DATA SUPPLIED Start Marker

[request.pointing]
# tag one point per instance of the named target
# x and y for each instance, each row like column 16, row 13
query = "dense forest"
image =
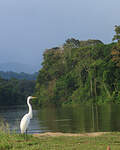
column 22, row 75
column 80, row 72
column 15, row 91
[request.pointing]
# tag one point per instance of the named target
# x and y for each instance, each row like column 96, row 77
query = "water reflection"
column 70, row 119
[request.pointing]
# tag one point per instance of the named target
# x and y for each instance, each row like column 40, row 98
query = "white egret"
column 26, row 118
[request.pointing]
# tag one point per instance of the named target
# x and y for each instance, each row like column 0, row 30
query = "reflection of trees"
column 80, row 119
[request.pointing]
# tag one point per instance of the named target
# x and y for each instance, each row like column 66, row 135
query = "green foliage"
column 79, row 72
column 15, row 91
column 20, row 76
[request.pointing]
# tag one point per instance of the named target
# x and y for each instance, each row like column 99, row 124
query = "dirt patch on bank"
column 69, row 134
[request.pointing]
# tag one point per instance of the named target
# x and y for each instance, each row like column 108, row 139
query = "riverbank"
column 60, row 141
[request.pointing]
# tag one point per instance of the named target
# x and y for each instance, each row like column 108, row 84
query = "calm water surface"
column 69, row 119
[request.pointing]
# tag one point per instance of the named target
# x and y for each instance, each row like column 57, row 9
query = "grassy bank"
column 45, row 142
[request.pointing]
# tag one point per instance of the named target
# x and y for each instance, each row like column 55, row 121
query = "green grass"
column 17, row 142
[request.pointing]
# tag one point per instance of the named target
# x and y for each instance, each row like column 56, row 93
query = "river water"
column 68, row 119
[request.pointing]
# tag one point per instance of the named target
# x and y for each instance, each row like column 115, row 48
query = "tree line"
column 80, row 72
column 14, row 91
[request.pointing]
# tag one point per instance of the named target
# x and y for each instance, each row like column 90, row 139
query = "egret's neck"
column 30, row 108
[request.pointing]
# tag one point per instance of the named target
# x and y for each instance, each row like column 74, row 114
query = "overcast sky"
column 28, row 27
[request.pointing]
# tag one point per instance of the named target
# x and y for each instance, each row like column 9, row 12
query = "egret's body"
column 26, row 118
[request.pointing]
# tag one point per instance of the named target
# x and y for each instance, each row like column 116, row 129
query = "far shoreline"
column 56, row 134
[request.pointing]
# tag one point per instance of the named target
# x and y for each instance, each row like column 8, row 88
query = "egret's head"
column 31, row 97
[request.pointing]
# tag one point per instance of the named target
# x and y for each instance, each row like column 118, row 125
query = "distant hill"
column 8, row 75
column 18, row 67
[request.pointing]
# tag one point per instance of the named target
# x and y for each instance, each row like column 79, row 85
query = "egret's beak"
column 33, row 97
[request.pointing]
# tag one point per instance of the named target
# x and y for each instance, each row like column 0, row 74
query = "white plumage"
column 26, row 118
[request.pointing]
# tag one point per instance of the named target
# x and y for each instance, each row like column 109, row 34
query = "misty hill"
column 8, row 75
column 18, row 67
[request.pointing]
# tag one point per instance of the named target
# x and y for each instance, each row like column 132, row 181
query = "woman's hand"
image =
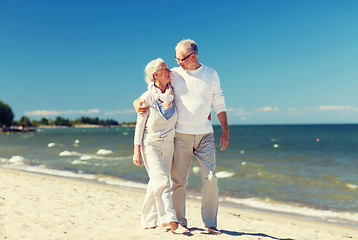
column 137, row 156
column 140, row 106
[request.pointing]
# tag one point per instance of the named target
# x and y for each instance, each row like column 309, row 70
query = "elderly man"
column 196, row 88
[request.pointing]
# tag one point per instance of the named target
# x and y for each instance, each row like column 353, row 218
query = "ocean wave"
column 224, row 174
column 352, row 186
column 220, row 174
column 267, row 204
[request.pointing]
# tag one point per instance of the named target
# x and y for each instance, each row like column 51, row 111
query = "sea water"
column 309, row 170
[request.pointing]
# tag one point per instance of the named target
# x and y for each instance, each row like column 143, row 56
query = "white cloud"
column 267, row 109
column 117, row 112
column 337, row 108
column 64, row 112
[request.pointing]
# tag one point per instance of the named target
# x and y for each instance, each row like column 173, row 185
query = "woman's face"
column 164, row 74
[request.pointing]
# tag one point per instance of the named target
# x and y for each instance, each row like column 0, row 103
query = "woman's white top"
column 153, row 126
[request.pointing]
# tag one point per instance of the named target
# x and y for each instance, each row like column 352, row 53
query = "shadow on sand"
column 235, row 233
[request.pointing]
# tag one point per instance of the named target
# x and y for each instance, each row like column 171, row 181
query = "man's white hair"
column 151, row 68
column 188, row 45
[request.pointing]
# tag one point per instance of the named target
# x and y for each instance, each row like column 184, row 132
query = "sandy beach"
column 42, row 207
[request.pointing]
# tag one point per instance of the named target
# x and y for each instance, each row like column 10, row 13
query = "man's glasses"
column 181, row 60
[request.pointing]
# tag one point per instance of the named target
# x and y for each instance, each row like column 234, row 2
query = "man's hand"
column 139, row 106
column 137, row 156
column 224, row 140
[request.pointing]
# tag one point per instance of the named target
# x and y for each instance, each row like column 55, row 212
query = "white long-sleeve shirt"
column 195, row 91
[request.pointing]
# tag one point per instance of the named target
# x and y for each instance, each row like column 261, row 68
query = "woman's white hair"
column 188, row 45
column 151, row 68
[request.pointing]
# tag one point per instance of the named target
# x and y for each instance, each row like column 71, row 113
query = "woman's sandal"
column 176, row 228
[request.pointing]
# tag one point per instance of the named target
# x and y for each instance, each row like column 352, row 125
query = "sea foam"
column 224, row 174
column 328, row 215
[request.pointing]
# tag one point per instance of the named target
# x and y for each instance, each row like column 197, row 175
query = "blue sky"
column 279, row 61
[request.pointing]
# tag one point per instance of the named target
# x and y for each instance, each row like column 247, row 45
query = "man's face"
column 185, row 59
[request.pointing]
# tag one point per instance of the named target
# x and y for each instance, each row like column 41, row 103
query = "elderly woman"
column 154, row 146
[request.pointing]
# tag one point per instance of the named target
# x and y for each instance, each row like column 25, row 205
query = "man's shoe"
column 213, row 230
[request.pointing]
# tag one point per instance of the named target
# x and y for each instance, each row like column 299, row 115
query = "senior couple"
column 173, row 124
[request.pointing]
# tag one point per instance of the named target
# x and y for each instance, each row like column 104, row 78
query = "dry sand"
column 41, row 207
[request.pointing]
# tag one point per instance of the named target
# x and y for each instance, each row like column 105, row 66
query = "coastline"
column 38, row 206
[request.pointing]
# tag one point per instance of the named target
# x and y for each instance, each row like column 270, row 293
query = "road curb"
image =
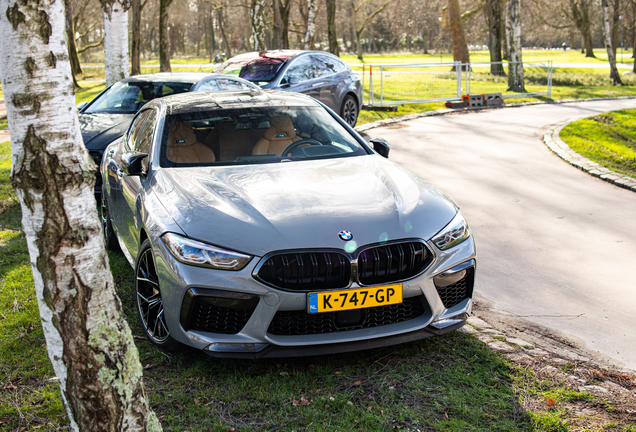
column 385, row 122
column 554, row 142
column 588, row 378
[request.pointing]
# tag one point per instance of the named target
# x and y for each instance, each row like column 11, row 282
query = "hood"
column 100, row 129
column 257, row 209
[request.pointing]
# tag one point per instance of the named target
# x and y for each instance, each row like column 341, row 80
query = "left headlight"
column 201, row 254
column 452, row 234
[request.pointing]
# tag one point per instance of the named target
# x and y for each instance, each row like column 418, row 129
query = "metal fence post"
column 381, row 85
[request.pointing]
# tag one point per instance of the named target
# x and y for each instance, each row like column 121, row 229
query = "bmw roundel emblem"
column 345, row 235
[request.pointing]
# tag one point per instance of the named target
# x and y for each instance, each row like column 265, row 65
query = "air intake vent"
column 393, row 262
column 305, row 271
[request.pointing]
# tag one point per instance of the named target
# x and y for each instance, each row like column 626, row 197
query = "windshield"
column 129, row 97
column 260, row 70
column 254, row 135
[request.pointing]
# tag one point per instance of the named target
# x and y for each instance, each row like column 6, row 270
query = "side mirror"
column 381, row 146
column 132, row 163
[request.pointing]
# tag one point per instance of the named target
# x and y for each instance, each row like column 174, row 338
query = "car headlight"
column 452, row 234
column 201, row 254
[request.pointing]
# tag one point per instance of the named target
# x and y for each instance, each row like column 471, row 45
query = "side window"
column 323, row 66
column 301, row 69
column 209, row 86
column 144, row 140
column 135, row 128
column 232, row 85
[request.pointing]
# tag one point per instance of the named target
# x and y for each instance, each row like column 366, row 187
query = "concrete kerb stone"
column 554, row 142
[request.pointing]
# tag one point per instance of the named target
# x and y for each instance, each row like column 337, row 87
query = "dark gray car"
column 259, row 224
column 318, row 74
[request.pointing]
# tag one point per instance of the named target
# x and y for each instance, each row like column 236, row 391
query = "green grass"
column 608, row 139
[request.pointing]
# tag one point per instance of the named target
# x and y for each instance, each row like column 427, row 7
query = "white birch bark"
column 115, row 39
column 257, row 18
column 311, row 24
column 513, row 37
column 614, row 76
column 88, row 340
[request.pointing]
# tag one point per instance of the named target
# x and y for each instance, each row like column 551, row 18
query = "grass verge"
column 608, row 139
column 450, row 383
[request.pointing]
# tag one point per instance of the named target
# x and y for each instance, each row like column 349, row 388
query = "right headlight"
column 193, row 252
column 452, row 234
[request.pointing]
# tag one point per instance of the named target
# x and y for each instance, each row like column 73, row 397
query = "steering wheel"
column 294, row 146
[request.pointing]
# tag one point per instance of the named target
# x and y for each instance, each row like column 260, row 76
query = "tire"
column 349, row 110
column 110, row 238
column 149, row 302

DATA SUPPLIED End Marker

WORK TASK: In the entries above, find the line holding "column 234, row 2" and the line holding "197, row 175"; print both of them and every line between, exactly, and nothing else.

ANSWER SPACE:
# x and y for each instance, each row like column 234, row 2
query = "man's hand"
column 139, row 106
column 137, row 156
column 224, row 140
[request.pointing]
# tag one point per instance of the named target
# x and y for each instance, each row like column 55, row 212
query = "white long-sleeve shirt"
column 195, row 91
[request.pointing]
# tag one point per instance of the named target
# x and y for each instance, each row like column 261, row 68
query = "woman's white hair"
column 188, row 45
column 151, row 68
[request.pointing]
# tag one point per instance of the named target
# x and y for each instance, each row like column 71, row 113
query = "woman's sandal"
column 176, row 228
[request.pointing]
# tag one point per instance of the named target
# x and y for each instance, each row like column 352, row 125
query = "sea foam"
column 224, row 174
column 328, row 215
[request.pointing]
# tag one point per instance of the named target
# x and y for each instance, each row like column 197, row 175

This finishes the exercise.